━━━━━ 选段
【YOLOv8】YOLOv8改进系列（3）----替换主干网络之ConvNeXt V2

HABuo

已于 2025-03-24 19:07:17 修改

阅读量3.4k

点赞数 51

分类专栏： YOLOv8入门+改进文章标签： YOLO 目标检测计算机视觉深度学习人工智能神经网络

于 2025-02-25 20:34:06 首次发布

本文链接：https://blog.csdn.net/qq_53706413/article/details/145860973

版权

YOLOv8入门+改进专栏收录该内容

13 篇文章

订阅专栏

主页：HABUO🍁主页：HABUO

🍁YOLOv8入门+改进专栏🍁

🍁如果再也不能见到你，祝你早安，午安，晚安🍁

【YOLOv8改进系列】：

【YOLOv8】YOLOv8结构解读

YOLOv8改进系列（1）----替换主干网络之EfficientViT

YOLOv8改进系列（2）----替换主干网络之FasterNet

YOLOv8改进系列（3）----替换主干网络之ConvNeXt V2

YOLOv8改进系列（4）----替换C2f之FasterNet中的FasterBlock替换C2f中的Bottleneck

YOLOv8改进系列（5）----替换主干网络之EfficientFormerV2

YOLOv8改进系列（6）----替换主干网络之VanillaNet

YOLOv8改进系列（7）----替换主干网络之LSKNet

YOLOv8改进系列（8）----替换主干网络之Swin Transformer

YOLOv8改进系列（9）----替换主干网络之RepViT

💯一、ConvNeXt V2介绍

论文题目：《ConvNeXt V2: Co-designing and Scaling ConvNets with Masked Autoencoders》
论文地址：2301.00808

1. 简介

论文提出了一个全卷积掩码自编码器框架和一个新的全局响应归一化（Global Response Normalization, GRN）层，用于增强 ConvNeXt 架构中通道间的特征竞争。这种自监督学习技术和架构改进的结合，形成了新的模型家族 ConvNeXt V2。
━━━━━━━━━━
━━━━━ 数据部分
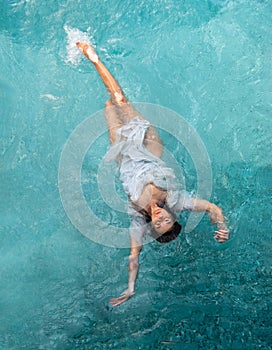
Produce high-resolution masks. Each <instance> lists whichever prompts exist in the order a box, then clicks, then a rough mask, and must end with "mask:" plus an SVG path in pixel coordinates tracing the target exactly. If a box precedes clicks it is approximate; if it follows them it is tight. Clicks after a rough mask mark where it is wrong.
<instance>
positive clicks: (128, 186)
mask: <svg viewBox="0 0 272 350" xmlns="http://www.w3.org/2000/svg"><path fill="white" fill-rule="evenodd" d="M149 126H150V123H149V122H148V121H147V120H144V119H139V118H138V117H135V118H133V119H132V120H131V121H130V122H129V123H128V124H125V125H124V126H122V127H121V128H120V129H118V130H117V135H116V136H117V139H116V142H115V143H114V144H113V145H112V146H111V147H110V149H109V151H108V152H107V154H106V156H105V160H106V161H111V160H120V163H119V170H120V180H121V182H122V184H123V187H124V190H125V192H126V194H127V196H128V197H129V199H130V201H131V202H132V203H133V202H137V200H138V199H139V197H140V195H141V194H142V191H143V188H144V186H145V185H147V184H149V183H152V184H154V185H155V186H156V187H159V188H161V189H163V190H166V191H167V194H168V199H167V205H168V207H169V208H170V209H171V210H172V211H173V212H174V213H176V214H179V213H180V212H181V211H182V210H192V208H193V201H192V198H191V197H190V195H189V194H188V193H187V192H186V191H184V190H180V189H179V186H178V184H177V179H176V176H175V174H174V172H173V170H172V169H171V168H168V167H166V165H165V162H164V161H163V160H161V159H160V158H158V157H156V156H154V155H153V154H152V153H150V152H149V151H148V150H147V149H146V147H145V146H144V137H145V133H146V131H147V129H148V127H149ZM128 214H129V215H130V216H131V217H132V221H131V226H130V233H131V234H133V236H134V237H135V238H137V240H138V241H140V242H142V238H143V236H144V234H145V232H146V230H147V229H148V226H149V224H147V223H146V220H145V217H144V216H143V215H142V214H141V213H139V212H138V211H137V210H135V209H134V208H133V206H132V205H129V208H128Z"/></svg>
━━━━━━━━━━
> [待答问题]
• a. 请返回 ConvNeXt V2 文章里从“YOLOv8改进系列（7）----替换主干网络之LSKNet”起、一直到“架构中通道间的特征竞争。这种自监督学习技术和架构改进的结合，形成了新的模型家族 ConvNeXt V2。”的原文。
• b. 把 ConvNeXt V2 文章从最后一句之后接着往下写。

> [答案列表]
• a.
YOLOv8改进系列（7）----替换主干网络之LSKNet

YOLOv8改进系列（8）----替换主干网络之Swin Transformer

YOLOv8改进系列（9）----替换主干网络之RepViT

💯一、ConvNeXt V2介绍

论文题目：《ConvNeXt V2: Co-designing and Scaling ConvNets with Masked Autoencoders》
论文地址：2301.00808

1. 简介

论文提出了一个全卷积掩码自编码器框架和一个新的全局响应归一化（Global Response Normalization, GRN）层，用于增强 ConvNeXt 架构中通道间的特征竞争。这种自监督学习技术和架构改进的结合，形成了新的模型家族 ConvNeXt V2。

• b.
2. ConvNeXt V2架构

ConvNeXt V2 是在 ConvNeXt V1 的基础上改进而来，主要引入了以下两个关键创新：

2.1 全卷积掩码自编码器（FCMAE）

FCMAE 是一种全卷积的自监督学习框架，用于预训练 ConvNeXt V2 模型。其核心思想是随机掩盖输入图像的一部分，并让模型根据剩余的上下文预测被掩盖的部分。FCMAE 的主要组件包括：

掩码策略：随机掩盖输入图像的60%。
编码器设计：使用 ConvNeXt 模型作为编码器，并引入稀疏卷积（sparse convolution）来处理被掩盖的图像，防止信息从被掩盖区域泄露。
解码器设计：使用轻量级的 ConvNeXt 块作为解码器，简化了整体架构。
重建目标：计算重建图像与目标图像之间的均方误差（MSE），仅在被掩盖的区域计算损失。

2.2 全局响应归一化（GRN）

GRN 是一种新的归一化层，旨在增强通道间的特征竞争，解决 ConvNeXt V1 在掩码自编码器预训练时出现的特征坍塌问题。GRN 的工作流程包括：

全局特征聚合：通过全局函数聚合特征图。
特征归一化：对聚合后的特征进行归一化处理。
特征校准：将归一化后的特征重新校准到原始输入中。

GRN 的引入显著提高了模型在掩码自编码器预训练下的性能，且无需额外的参数开销。

3. 实验结果

论文通过一系列实验验证了 ConvNeXt V2 的性能提升，主要体现在以下几个方面：

3.1 ImageNet分类

ConvNeXt V2 在 ImageNet 分类任务上表现出色，尤其是在使用 FCMAE 预训练后，性能提升显著。例如：

Atto模型（3.7M 参数）在 ImageNet 上达到了 76.7% 的 top-1 准确率。
Huge模型（650M 参数）达到了 88.9% 的 top-1 准确率，刷新了使用公开数据的最高记录。

3.2 COCO目标检测和分割

在 COCO 数据集上，使用 Mask R-CNN 进行微调时，ConvNeXt V2 的性能优于 ConvNeXt V1 和其他基于 Swin Transformer 的模型。例如：

Base模型的 AP box 提升到 52.9%，AP mask 提升到 70.0%。
Huge模型的 AP box 提升到 55.7%，AP mask 提升到 72.8%。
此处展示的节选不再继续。